EXTRAIT:
● ● ● ●

L’arrêt de la Cour de cassation illustre un assouplissement de l’ obligation de sécurité de l’employeur (1).
La Cour de cassation affirme que « ne méconnaît pas l’obligation légale lui imposant de prendre les mesures nécessaires pour assurer la sécurité et protéger la santé physique et mentale des travailleurs, l’employeur qui justifie avoir pris toutes les mesures prévues par les articles L. 4121-1 et L. 4121-2 du code du travail ».
Constatant que l’employeur avait mis en œuvre les mesures de prévention édictées par ces articles, elle conclut à l’absence de manquement à l’obligation de sécurité de résultat et rejette les demandes de dommages et intérêts du salarié.
Les faits de l’espèce – Un salarié de la société Air France exerçant les fonctions de chef de cabine a assisté aux attentats du 11 septembre 2001. Le 24 avril 2006, alors qu’il partait rejoindre son bord pour un vol, il a été pris d’une crise de panique qui a donné lieu à un arrêt de travail.
Il a saisi le 19 décembre 2008 la juridiction prud’homale aux fins de condamnation de son employeur à lui payer des dommages-intérêts pour manquement à son obligation de sécurité après les attentats du 11 septembre 2001.

● ● ● ●

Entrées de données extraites

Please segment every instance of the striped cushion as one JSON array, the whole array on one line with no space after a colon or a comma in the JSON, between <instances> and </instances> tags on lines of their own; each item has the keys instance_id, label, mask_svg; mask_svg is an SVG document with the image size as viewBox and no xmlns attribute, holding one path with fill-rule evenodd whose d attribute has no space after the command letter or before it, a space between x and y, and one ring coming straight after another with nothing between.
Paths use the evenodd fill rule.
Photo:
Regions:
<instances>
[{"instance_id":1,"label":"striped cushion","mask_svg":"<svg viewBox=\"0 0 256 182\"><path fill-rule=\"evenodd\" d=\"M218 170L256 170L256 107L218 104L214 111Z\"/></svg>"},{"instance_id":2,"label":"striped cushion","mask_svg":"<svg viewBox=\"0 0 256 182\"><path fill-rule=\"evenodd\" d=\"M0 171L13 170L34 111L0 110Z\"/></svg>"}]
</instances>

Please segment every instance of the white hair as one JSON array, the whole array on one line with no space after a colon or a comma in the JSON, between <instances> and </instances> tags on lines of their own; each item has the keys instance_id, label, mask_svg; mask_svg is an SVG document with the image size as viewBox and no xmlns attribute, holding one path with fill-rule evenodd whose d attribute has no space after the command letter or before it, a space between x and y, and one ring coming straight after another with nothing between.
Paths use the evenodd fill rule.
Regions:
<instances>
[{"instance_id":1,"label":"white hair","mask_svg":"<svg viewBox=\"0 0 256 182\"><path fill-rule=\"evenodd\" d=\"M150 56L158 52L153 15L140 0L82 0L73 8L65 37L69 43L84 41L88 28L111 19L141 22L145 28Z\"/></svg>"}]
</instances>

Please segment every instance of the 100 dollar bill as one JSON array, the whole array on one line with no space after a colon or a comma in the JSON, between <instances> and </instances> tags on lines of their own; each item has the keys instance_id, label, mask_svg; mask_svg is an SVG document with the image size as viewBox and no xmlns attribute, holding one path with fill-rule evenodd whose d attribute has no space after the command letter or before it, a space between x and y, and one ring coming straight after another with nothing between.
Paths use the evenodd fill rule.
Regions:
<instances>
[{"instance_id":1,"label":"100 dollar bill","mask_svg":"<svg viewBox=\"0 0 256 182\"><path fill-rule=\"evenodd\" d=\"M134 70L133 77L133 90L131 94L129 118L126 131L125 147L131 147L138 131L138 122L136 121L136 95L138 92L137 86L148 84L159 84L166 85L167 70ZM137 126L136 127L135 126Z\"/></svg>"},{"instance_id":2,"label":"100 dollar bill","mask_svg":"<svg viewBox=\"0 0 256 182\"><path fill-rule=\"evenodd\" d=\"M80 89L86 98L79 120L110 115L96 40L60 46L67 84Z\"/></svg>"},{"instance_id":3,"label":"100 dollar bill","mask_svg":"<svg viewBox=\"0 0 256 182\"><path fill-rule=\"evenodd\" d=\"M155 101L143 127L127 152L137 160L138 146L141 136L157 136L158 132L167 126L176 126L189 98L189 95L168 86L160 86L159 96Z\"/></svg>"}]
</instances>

● ● ● ●

OBJECTIF VISÉ:
Pouvez-vous extraire de l'extrait sur l'obligation de sécurité de l'employeur le passage qui commence par « La Cour de cassation affirme » et se poursuit jusqu'à « arrêt de travail. », sans rien y changer ?

PROBLÈME RÉSOLU:
La Cour de cassation affirme que « ne méconnaît pas l’obligation légale lui imposant de prendre les mesures nécessaires pour assurer la sécurité et protéger la santé physique et mentale des travailleurs, l’employeur qui justifie avoir pris toutes les mesures prévues par les articles L. 4121-1 et L. 4121-2 du code du travail ».
Constatant que l’employeur avait mis en œuvre les mesures de prévention édictées par ces articles, elle conclut à l’absence de manquement à l’obligation de sécurité de résultat et rejette les demandes de dommages et intérêts du salarié.
Les faits de l’espèce – Un salarié de la société Air France exerçant les fonctions de chef de cabine a assisté aux attentats du 11 septembre 2001. Le 24 avril 2006, alors qu’il partait rejoindre son bord pour un vol, il a été pris d’une crise de panique qui a donné lieu à un arrêt de travail.